**Excerpted text**

CMOC Communication Templates
Initial Status Update Template
## Incident #[number] - [title]
**Status:** In Progress
**Severity:** [SEV1/SEV2/SEV3]
**Time Detected:** [YYYY-MM-DD HH:MM UTC]
### Issue Summary
[Brief description of the issue - 1-2 sentences]
### Customer Impact
- Systems/services affected: [list affected services]
- Impact type: [complete outage/degraded performance/feature unavailability]
- Estimated affected customers: [number/percentage if known]
### Current Actions
- [Bullet points of what the team is currently doing]
### Next Update
Next status update expected by [time] UTC
Regular Status Update Template
## Incident #[number] - [title] - UPDATE #[X]
**Status:** In Progress
**Severity:** [SEV1/SEV2/SEV3]
**Time Detected:** [YYYY-MM-DD HH:MM UTC]
**Last Updated:** [YYYY-MM-DD HH:MM UTC]
### Current Status
[Brief description of the current state - 1-2 sentences]
### Progress Since Last Update
- [Bullet points of actions taken and progress made]
### Ongoing Customer Impact
- [Updated impact assessment]
- Current ticket volume: [number]
- Notable patterns: [describe any patterns in customer reports]
### Next Steps
- [Bullet points of planned actions]
### Next Update
Next status update expected by [time] UTC
Resolution Update Template
## Incident #[number] - [title] - RESOLVED
**Status:** Resolved
**Severity:** [SEV1/SEV2/SEV3]
**Time Detected:** [YYYY-MM-DD HH:MM UTC]
**Time Resolved:** [YYYY-MM-DD HH:MM UTC]
**Duration:** [X hours Y minutes]
### Resolution Summary
[Brief description of how the issue was resolved]
### Final Impact Assessment
- Systems/services affected: [list affected services]
- Total customers impacted: [number/percentage if known]
- Total tickets received: [number]
### Follow-up Actions
- [Any post-incident actions customers should take]
- [Any monitoring customers should perform]
### Additional Information
A full post-incident review will be conducted and findings shared as appropriate.

**Provided material**
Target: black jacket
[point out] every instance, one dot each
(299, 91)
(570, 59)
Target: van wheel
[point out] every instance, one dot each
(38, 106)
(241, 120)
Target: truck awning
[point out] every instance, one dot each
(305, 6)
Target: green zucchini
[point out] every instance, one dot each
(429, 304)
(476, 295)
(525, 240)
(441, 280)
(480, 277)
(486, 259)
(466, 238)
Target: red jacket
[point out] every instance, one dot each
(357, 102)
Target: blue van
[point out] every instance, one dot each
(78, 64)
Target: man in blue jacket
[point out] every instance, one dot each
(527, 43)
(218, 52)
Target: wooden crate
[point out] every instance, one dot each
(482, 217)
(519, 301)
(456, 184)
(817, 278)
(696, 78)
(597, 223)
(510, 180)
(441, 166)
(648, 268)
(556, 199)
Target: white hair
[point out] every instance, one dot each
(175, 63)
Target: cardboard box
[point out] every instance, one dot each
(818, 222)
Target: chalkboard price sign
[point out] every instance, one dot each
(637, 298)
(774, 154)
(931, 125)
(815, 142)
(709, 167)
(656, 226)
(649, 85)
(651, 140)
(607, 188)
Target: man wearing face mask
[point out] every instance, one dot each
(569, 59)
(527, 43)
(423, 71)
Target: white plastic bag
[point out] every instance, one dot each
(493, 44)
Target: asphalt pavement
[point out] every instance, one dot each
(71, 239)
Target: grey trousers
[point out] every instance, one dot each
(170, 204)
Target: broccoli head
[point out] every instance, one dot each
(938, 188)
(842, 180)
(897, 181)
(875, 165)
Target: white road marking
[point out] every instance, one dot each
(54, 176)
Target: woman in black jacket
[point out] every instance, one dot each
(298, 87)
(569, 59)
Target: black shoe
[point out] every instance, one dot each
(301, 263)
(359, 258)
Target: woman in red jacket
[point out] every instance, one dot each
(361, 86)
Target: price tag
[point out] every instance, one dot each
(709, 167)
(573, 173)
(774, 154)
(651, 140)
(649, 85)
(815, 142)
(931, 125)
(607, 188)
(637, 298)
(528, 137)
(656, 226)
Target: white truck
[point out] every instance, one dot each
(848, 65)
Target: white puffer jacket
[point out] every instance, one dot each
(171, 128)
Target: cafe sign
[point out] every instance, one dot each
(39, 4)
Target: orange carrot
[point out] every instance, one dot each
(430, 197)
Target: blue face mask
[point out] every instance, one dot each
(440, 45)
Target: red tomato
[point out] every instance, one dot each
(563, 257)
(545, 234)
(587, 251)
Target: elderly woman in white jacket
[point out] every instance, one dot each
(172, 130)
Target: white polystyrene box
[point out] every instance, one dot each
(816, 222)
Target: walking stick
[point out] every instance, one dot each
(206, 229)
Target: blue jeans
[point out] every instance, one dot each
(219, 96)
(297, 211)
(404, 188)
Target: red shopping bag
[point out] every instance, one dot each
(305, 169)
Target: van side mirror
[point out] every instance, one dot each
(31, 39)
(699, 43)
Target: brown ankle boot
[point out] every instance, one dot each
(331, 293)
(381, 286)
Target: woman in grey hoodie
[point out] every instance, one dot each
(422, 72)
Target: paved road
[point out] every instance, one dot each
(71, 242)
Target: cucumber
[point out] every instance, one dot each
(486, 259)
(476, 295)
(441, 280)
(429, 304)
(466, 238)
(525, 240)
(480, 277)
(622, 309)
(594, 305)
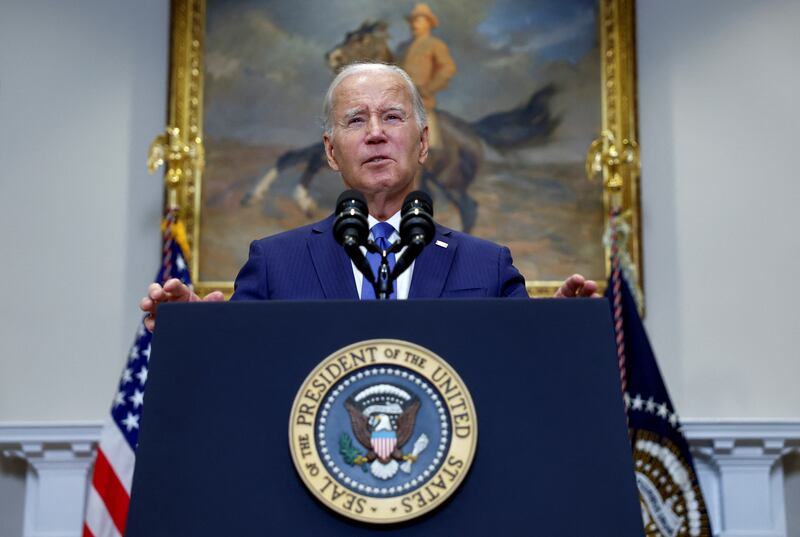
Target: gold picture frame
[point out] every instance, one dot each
(612, 158)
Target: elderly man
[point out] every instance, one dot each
(427, 61)
(376, 137)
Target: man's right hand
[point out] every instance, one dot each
(173, 290)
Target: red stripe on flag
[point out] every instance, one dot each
(110, 489)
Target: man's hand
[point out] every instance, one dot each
(577, 286)
(173, 290)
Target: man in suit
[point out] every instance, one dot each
(376, 137)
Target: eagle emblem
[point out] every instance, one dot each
(382, 417)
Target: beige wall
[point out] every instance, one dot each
(719, 88)
(82, 92)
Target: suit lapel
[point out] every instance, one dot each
(432, 266)
(333, 267)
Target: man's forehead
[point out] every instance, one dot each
(366, 90)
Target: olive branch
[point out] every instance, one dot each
(351, 455)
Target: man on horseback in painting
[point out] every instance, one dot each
(427, 61)
(376, 137)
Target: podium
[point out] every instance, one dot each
(553, 457)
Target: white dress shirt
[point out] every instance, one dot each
(403, 282)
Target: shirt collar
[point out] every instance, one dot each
(393, 221)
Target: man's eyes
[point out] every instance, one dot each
(390, 117)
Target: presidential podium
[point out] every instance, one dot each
(552, 458)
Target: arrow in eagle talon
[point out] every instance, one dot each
(419, 447)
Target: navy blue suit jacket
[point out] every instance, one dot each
(306, 264)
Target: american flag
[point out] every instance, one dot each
(669, 490)
(109, 494)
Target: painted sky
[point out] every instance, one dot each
(265, 70)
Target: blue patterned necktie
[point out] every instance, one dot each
(380, 234)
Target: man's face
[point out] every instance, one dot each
(376, 144)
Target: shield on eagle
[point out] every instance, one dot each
(383, 443)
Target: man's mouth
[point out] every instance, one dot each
(377, 159)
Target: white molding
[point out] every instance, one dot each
(740, 466)
(739, 463)
(59, 457)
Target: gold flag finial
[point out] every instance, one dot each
(180, 158)
(613, 160)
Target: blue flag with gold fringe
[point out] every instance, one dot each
(671, 501)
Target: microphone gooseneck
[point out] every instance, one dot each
(351, 229)
(416, 228)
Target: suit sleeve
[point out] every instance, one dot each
(251, 283)
(510, 282)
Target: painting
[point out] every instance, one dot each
(516, 91)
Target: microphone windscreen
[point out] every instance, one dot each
(420, 199)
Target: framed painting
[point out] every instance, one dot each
(534, 91)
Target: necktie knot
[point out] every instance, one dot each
(382, 230)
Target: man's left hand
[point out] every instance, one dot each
(577, 286)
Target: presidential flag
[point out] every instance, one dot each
(109, 494)
(671, 501)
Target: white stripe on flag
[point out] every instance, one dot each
(97, 518)
(118, 452)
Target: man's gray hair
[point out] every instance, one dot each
(420, 117)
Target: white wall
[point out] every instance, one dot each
(83, 90)
(719, 107)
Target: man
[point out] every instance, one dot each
(427, 61)
(376, 137)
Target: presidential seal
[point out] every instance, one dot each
(383, 431)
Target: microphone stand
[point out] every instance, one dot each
(383, 283)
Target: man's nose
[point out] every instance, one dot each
(375, 131)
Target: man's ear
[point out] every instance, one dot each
(423, 145)
(329, 154)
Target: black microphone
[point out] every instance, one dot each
(416, 219)
(416, 228)
(351, 225)
(351, 228)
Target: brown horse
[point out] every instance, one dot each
(451, 167)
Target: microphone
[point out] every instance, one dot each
(416, 219)
(351, 226)
(351, 229)
(416, 228)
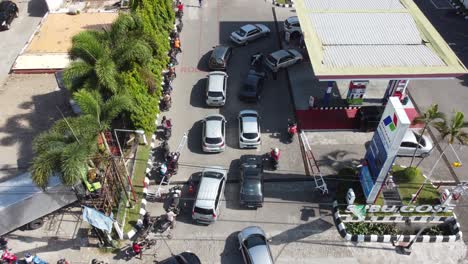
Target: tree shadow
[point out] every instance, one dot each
(37, 8)
(231, 253)
(301, 231)
(194, 138)
(339, 159)
(20, 130)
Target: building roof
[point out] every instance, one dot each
(365, 39)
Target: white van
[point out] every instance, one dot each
(209, 195)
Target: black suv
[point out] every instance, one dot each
(8, 11)
(219, 57)
(251, 191)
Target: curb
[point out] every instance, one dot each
(275, 3)
(388, 238)
(146, 182)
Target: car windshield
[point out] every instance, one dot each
(203, 211)
(213, 140)
(250, 135)
(254, 240)
(271, 59)
(241, 32)
(215, 94)
(420, 139)
(252, 187)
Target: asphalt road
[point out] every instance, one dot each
(13, 40)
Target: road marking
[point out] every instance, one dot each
(443, 4)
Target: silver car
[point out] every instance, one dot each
(254, 246)
(410, 143)
(283, 59)
(216, 88)
(249, 32)
(249, 129)
(213, 133)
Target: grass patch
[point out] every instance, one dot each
(409, 180)
(133, 214)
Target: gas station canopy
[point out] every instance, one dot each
(374, 39)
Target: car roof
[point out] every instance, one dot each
(293, 19)
(208, 188)
(280, 54)
(409, 137)
(251, 230)
(213, 125)
(219, 51)
(249, 119)
(216, 81)
(248, 27)
(260, 254)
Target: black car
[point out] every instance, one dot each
(251, 191)
(252, 87)
(182, 258)
(219, 57)
(8, 11)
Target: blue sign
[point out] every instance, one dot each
(367, 181)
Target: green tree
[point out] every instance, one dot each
(64, 150)
(92, 67)
(431, 115)
(450, 132)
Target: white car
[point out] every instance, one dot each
(249, 129)
(292, 28)
(249, 32)
(213, 133)
(254, 247)
(216, 88)
(410, 143)
(283, 59)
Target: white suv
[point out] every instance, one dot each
(216, 88)
(292, 28)
(249, 129)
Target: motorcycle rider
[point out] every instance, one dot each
(292, 129)
(137, 249)
(275, 154)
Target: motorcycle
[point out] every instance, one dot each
(7, 257)
(292, 130)
(172, 161)
(174, 194)
(30, 259)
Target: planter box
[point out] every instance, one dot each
(341, 226)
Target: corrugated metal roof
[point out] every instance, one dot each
(353, 4)
(380, 56)
(365, 28)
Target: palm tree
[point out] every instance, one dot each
(65, 149)
(93, 67)
(431, 115)
(101, 112)
(451, 132)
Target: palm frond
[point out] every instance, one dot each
(76, 74)
(106, 73)
(114, 106)
(89, 103)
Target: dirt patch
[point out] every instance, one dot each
(58, 29)
(28, 108)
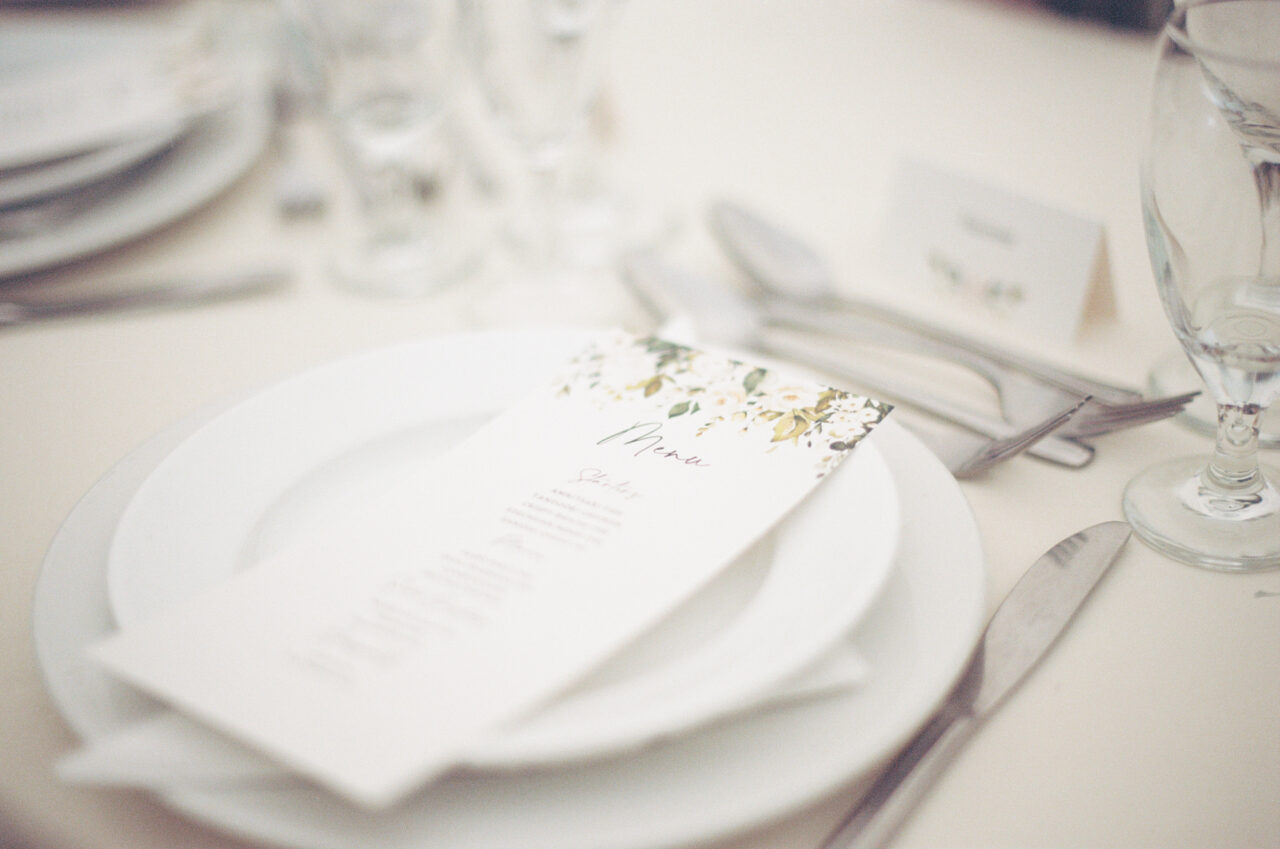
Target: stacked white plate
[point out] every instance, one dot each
(676, 740)
(113, 128)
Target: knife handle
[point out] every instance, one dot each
(877, 817)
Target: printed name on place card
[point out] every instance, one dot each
(1027, 264)
(494, 576)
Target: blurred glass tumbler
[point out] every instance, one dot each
(1211, 205)
(389, 83)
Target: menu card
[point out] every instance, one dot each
(480, 584)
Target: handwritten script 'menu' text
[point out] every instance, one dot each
(645, 434)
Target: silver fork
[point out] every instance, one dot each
(972, 441)
(795, 287)
(1024, 398)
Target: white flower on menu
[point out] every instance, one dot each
(784, 397)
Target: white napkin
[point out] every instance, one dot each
(167, 749)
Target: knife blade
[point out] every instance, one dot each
(730, 319)
(1025, 625)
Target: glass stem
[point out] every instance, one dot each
(1233, 473)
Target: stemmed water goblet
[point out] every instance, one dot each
(1211, 208)
(389, 76)
(540, 67)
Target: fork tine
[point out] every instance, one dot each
(1000, 450)
(1098, 419)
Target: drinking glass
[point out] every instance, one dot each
(1211, 206)
(389, 85)
(540, 67)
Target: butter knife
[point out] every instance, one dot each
(1023, 629)
(731, 319)
(187, 292)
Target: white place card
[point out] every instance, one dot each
(1029, 264)
(487, 580)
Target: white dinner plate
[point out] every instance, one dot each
(722, 779)
(260, 477)
(202, 161)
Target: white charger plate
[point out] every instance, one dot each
(202, 161)
(720, 780)
(265, 474)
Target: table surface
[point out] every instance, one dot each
(1155, 720)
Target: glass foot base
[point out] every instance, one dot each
(1174, 374)
(1170, 511)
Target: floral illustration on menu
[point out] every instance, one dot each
(721, 392)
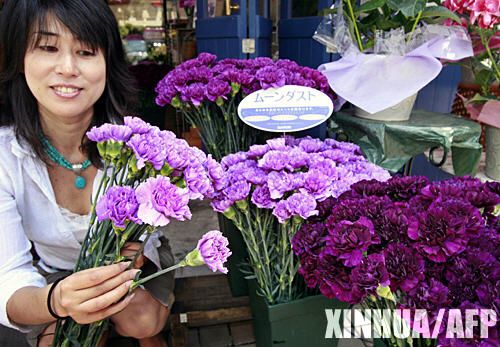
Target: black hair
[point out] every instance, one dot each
(91, 22)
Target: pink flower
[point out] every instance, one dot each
(485, 12)
(160, 200)
(214, 251)
(459, 6)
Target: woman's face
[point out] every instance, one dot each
(66, 76)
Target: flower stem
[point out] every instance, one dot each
(485, 42)
(356, 30)
(419, 15)
(137, 283)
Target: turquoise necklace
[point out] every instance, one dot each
(58, 158)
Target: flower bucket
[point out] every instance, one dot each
(294, 324)
(236, 278)
(493, 152)
(398, 112)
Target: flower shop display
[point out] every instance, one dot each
(270, 190)
(149, 177)
(208, 94)
(482, 19)
(408, 243)
(390, 50)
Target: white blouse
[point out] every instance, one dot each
(29, 212)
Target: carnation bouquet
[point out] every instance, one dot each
(208, 94)
(149, 177)
(408, 243)
(269, 192)
(390, 49)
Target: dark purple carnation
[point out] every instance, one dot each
(369, 275)
(349, 240)
(405, 267)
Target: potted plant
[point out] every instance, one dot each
(270, 191)
(390, 50)
(407, 243)
(207, 93)
(481, 18)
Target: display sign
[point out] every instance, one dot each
(285, 109)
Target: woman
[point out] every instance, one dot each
(62, 71)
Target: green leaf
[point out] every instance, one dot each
(410, 8)
(370, 6)
(478, 98)
(440, 12)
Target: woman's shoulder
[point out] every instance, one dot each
(9, 144)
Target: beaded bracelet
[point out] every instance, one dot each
(49, 297)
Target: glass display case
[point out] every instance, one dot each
(150, 29)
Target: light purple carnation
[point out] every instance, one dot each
(238, 190)
(107, 132)
(217, 88)
(281, 211)
(262, 198)
(221, 203)
(137, 125)
(303, 205)
(233, 159)
(214, 251)
(279, 183)
(148, 148)
(119, 205)
(160, 200)
(317, 184)
(257, 151)
(274, 160)
(198, 182)
(216, 173)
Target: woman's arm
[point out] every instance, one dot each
(87, 296)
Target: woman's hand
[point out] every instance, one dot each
(130, 249)
(91, 295)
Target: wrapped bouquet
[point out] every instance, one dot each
(149, 178)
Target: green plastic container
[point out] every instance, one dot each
(295, 324)
(236, 278)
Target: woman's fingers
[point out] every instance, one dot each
(92, 277)
(100, 315)
(104, 287)
(105, 300)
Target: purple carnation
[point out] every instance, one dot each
(119, 205)
(217, 88)
(195, 93)
(274, 160)
(405, 266)
(303, 205)
(221, 203)
(160, 200)
(137, 125)
(370, 274)
(198, 182)
(237, 190)
(261, 197)
(279, 183)
(214, 251)
(109, 132)
(148, 148)
(271, 77)
(349, 240)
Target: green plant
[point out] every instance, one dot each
(384, 15)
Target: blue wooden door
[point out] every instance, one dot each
(225, 35)
(295, 33)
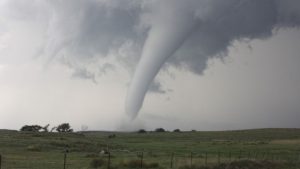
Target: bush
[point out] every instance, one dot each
(142, 131)
(96, 162)
(137, 164)
(64, 127)
(34, 148)
(31, 128)
(160, 130)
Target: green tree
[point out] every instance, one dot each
(31, 128)
(64, 127)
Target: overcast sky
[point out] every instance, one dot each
(73, 61)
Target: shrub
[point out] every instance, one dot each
(96, 162)
(142, 131)
(34, 148)
(64, 127)
(159, 130)
(137, 164)
(31, 128)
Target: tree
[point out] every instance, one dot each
(45, 128)
(142, 131)
(176, 130)
(84, 127)
(160, 130)
(64, 127)
(31, 128)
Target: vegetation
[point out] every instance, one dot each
(64, 127)
(176, 130)
(159, 130)
(266, 148)
(142, 131)
(31, 128)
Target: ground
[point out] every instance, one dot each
(259, 148)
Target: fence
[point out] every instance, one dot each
(69, 160)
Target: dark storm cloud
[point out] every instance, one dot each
(80, 29)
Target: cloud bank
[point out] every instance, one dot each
(145, 35)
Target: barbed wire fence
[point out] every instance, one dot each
(168, 160)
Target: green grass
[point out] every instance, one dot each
(278, 147)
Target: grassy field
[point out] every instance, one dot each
(260, 148)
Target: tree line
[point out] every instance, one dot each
(64, 127)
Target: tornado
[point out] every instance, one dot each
(166, 35)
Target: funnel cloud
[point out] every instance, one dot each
(204, 29)
(142, 36)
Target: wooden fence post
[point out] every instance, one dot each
(142, 156)
(171, 165)
(65, 159)
(108, 161)
(191, 159)
(219, 157)
(205, 158)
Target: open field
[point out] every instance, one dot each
(273, 148)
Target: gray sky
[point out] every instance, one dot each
(72, 61)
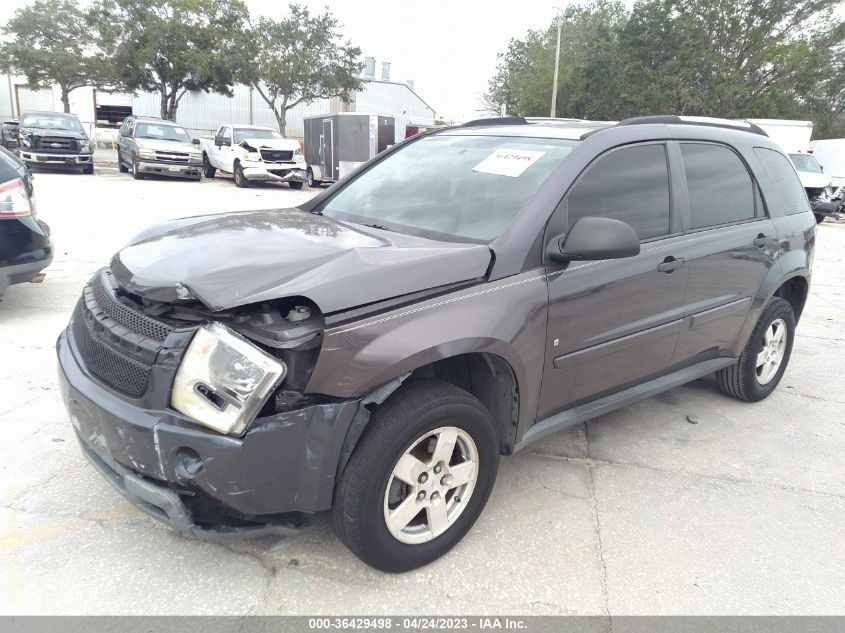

**Instruction 1**
In the incident communication templates, which field does the regular status update add directly after the time detected?
**Instruction 2**
Please write what follows the last line of the incident communication templates.

**Exercise response 1**
Last Updated

**Exercise response 2**
For any additional questions, please contact support referencing Incident #[number].
Regional Handoff Template
## Incident #[number] - [title] - HANDOFF
**Status:** In Progress
**Current Region:** [EMEA/AMER/APAC]
**Handoff To:** [EMEA/AMER/APAC]
**Handoff Time:** [YYYY-MM-DD HH:MM UTC]
### Current Situation
[Brief summary of current status - 2-3 sentences]
### Customer Impact Status
- Active tickets: [number]
- Pending responses: [number]
- Escalated issues: [number]
### Communication Status
- Last status.io update: [time] UTC
- Next scheduled update: [time] UTC
- Draft status update: [link or text]
### Priority Actions for Next Shift
1. [Most important action]
2. [Second priority action]
3. [Additional actions as needed]
### Key Stakeholders
- [List of key contacts involved]
### Handoff Acknowledgement
Please acknowledge receipt of this handoff in the incident channel.
SMOC Communication Templates
Support Resource Allocation Template
## Incident #[number] - [title] - SUPPORT RESOURCES
**Status:** In Progress
**Time:** [YYYY-MM-DD HH:MM UTC]
**Resource Request Type:** [Initial/Update/Release]
### Current Support Load
- Active incident-related tickets: [number]
- Current response time: [time]
- Queue health status: [Healthy/Strained/Critical]
### Resource Allocation
- AMER: [X] engineers allocated to incident
- EMEA: [X] engineers allocated to incident
- APAC: [X] engineers allocated to incident
### Priority Guidelines
1. [Top priority issue type]
2. [Second priority issue type]
3. [Standard handling for other issues]
### Special Handling Instructions
- [Any special routing or handling instructions]
- [Any customer-specific considerations]
### Actions Needed
- [Team leads]: [specific action requested]
- [Regional managers]: [specific action requested]
- [Other stakeholders]: [specific action requested]
### Duration Estimate
This resource allocation is expected to remain in place for approximately [time period].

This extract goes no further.